++++ DATI FORNITI ++++

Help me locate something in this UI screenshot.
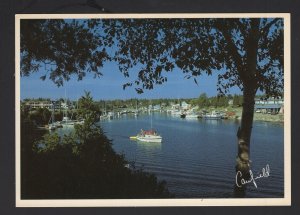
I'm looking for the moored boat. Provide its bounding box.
[203,111,222,119]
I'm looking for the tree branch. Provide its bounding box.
[261,18,280,36]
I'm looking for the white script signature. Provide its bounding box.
[235,164,270,188]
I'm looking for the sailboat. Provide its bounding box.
[134,101,139,117]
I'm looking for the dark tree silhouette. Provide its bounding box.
[21,18,284,194]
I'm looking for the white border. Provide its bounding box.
[15,13,291,207]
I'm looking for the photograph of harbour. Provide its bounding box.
[16,14,290,206]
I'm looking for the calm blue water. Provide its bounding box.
[100,113,284,198]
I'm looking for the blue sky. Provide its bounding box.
[21,59,240,100]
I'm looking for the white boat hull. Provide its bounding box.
[136,135,162,143]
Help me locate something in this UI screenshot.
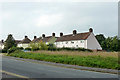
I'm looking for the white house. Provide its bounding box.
[0,40,4,50]
[17,36,31,49]
[32,33,58,44]
[55,28,102,50]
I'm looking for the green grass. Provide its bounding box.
[8,51,120,69]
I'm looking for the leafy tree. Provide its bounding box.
[4,34,16,50]
[95,34,105,45]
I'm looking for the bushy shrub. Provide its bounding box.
[7,47,19,54]
[18,47,24,50]
[1,49,7,53]
[25,47,31,51]
[56,47,92,52]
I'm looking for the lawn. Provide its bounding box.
[8,51,120,69]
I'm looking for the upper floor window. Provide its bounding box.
[66,41,68,44]
[71,41,74,44]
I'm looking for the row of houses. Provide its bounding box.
[0,28,102,50]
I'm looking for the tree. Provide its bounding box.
[4,34,16,50]
[95,34,105,45]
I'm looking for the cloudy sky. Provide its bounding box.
[0,2,118,40]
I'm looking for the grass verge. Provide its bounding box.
[8,51,120,69]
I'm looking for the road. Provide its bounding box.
[2,56,118,78]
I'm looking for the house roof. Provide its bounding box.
[20,37,31,43]
[56,32,91,42]
[32,36,58,42]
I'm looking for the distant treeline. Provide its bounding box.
[95,34,120,51]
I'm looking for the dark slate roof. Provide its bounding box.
[56,32,91,42]
[20,37,31,43]
[32,36,58,42]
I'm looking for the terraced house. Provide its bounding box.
[32,33,58,44]
[55,28,102,50]
[0,40,4,50]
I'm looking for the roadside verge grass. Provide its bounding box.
[8,51,120,69]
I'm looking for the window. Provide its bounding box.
[76,45,78,48]
[71,41,74,44]
[66,41,68,44]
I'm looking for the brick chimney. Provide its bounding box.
[34,36,37,39]
[89,28,93,32]
[42,34,45,38]
[52,33,55,36]
[60,32,63,37]
[25,36,27,38]
[73,30,77,34]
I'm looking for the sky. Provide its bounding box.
[0,1,118,40]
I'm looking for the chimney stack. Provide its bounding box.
[60,32,63,37]
[34,36,37,39]
[25,36,27,38]
[52,33,55,36]
[42,34,45,38]
[1,40,4,43]
[89,28,93,32]
[73,30,77,34]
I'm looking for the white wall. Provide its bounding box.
[87,33,102,50]
[55,40,87,48]
[17,44,29,49]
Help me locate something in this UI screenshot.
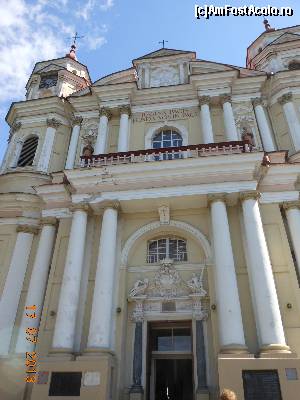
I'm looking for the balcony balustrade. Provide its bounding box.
[79,140,255,168]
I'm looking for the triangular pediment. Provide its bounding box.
[133,48,195,63]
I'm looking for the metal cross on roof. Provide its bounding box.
[158,40,169,49]
[72,32,84,45]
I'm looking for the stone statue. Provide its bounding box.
[129,278,149,298]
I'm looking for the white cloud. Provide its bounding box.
[100,0,114,11]
[0,0,113,109]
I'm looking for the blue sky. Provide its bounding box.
[0,0,300,160]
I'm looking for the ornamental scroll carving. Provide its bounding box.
[128,259,208,322]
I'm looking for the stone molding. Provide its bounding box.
[240,190,261,201]
[71,116,83,128]
[69,203,90,212]
[252,97,263,108]
[99,107,111,120]
[17,225,39,235]
[199,96,210,106]
[282,200,300,210]
[46,118,61,129]
[119,105,131,117]
[40,217,58,226]
[207,193,227,205]
[220,94,231,105]
[278,92,293,106]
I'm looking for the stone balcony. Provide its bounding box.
[79,141,255,168]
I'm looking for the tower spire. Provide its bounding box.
[66,32,84,61]
[264,19,275,32]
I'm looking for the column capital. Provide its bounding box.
[46,118,61,129]
[277,92,293,106]
[99,107,111,119]
[199,96,210,106]
[240,190,261,201]
[119,105,131,117]
[207,193,226,205]
[17,225,39,235]
[40,217,58,226]
[251,97,263,107]
[71,115,83,127]
[220,93,231,105]
[104,201,121,211]
[69,203,90,212]
[282,200,300,210]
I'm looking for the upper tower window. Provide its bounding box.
[39,73,58,89]
[147,237,187,263]
[152,129,182,149]
[289,61,300,71]
[17,136,39,167]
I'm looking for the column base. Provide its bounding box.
[259,344,294,358]
[196,388,209,400]
[220,344,249,354]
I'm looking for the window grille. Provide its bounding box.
[152,129,182,160]
[147,237,187,264]
[18,136,39,167]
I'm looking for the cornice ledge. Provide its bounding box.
[240,190,261,202]
[17,225,39,235]
[282,200,300,211]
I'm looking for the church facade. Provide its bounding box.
[0,25,300,400]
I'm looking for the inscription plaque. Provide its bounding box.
[243,370,282,400]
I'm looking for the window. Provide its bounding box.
[289,61,300,71]
[49,372,82,397]
[17,136,39,167]
[147,237,187,263]
[152,129,182,149]
[39,73,58,89]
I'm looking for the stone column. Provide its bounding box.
[252,97,276,151]
[118,106,130,152]
[195,319,209,400]
[0,122,22,173]
[178,62,185,84]
[16,218,56,353]
[52,204,88,353]
[94,107,111,155]
[209,194,247,353]
[278,93,300,151]
[0,225,38,355]
[129,296,144,400]
[283,201,300,276]
[37,118,61,172]
[221,94,239,142]
[65,117,82,169]
[87,206,118,350]
[241,191,290,353]
[199,96,214,143]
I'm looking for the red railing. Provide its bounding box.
[80,141,254,168]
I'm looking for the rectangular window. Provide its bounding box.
[49,372,82,396]
[243,370,282,400]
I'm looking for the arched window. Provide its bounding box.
[289,61,300,71]
[17,136,39,167]
[147,237,187,263]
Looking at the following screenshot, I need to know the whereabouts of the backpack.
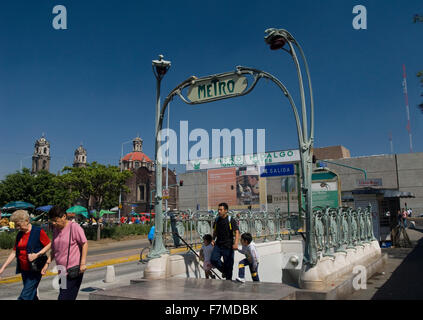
[213,215,232,232]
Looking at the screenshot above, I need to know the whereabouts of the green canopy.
[2,201,35,210]
[66,206,88,218]
[100,210,116,217]
[31,212,47,221]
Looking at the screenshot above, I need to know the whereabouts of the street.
[0,262,146,300]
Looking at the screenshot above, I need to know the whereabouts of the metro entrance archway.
[149,28,317,266]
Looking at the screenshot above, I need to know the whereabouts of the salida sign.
[187,73,248,103]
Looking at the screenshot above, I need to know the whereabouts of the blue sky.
[0,0,423,179]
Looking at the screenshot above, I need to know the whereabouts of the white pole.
[165,103,170,232]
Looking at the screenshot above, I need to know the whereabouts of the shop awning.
[352,187,416,198]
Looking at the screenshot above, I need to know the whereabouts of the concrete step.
[90,278,297,301]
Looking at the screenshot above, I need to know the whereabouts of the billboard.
[207,166,261,210]
[186,150,300,171]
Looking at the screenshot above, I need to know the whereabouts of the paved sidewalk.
[350,227,423,300]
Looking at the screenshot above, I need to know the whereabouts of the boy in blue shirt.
[236,232,260,283]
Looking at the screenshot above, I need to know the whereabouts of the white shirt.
[238,241,260,268]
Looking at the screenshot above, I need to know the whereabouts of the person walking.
[210,202,239,280]
[147,225,156,245]
[402,209,408,229]
[42,206,88,300]
[200,234,216,279]
[236,232,260,283]
[0,210,51,300]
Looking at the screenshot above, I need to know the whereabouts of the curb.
[0,244,201,285]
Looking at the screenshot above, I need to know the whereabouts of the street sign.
[260,163,295,177]
[163,189,169,199]
[187,72,248,103]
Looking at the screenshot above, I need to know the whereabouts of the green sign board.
[304,170,341,208]
[187,73,248,103]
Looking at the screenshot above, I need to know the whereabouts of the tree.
[62,162,132,240]
[0,168,34,206]
[0,168,70,207]
[417,71,423,112]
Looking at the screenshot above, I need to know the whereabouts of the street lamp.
[264,28,317,266]
[118,140,132,223]
[148,55,170,258]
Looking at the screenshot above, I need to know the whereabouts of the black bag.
[66,222,80,279]
[29,253,47,273]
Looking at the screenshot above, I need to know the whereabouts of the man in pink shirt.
[41,207,88,300]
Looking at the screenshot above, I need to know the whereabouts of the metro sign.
[187,72,248,103]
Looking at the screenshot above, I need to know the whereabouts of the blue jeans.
[238,259,260,281]
[18,271,42,300]
[210,245,234,280]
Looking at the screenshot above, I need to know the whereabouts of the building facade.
[179,146,423,238]
[31,134,51,174]
[120,137,178,216]
[73,144,87,168]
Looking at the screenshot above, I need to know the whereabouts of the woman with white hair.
[0,210,51,300]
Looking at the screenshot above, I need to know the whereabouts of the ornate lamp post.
[118,140,132,223]
[264,28,317,266]
[148,55,170,258]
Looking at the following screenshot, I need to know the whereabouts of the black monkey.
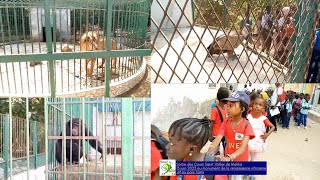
[56,118,102,164]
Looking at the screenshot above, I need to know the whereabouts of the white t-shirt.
[271,87,283,106]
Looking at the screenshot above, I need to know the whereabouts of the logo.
[231,92,239,98]
[159,159,176,176]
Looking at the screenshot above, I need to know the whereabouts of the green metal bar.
[102,98,107,180]
[3,114,10,178]
[121,98,134,179]
[26,98,29,180]
[44,98,52,180]
[0,49,151,63]
[104,0,112,97]
[62,98,67,179]
[9,97,13,179]
[33,121,38,169]
[81,98,86,180]
[113,99,120,179]
[44,0,56,97]
[142,98,146,180]
[289,0,319,83]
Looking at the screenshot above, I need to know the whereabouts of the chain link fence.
[151,0,319,83]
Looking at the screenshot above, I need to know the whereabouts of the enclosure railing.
[0,114,45,179]
[45,98,150,179]
[151,0,320,83]
[0,0,150,97]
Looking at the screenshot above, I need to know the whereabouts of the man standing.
[270,82,283,132]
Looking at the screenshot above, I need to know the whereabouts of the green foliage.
[193,0,297,29]
[0,98,44,122]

++++

PROBLEMA BREVE => Indica quante righe dell'elenco qui sopra contengono la stringa "lamp", tenendo conto di maiuscole e minuscole. Rispondi soltanto con il numero.

RISPOSTA SCRITTA => 2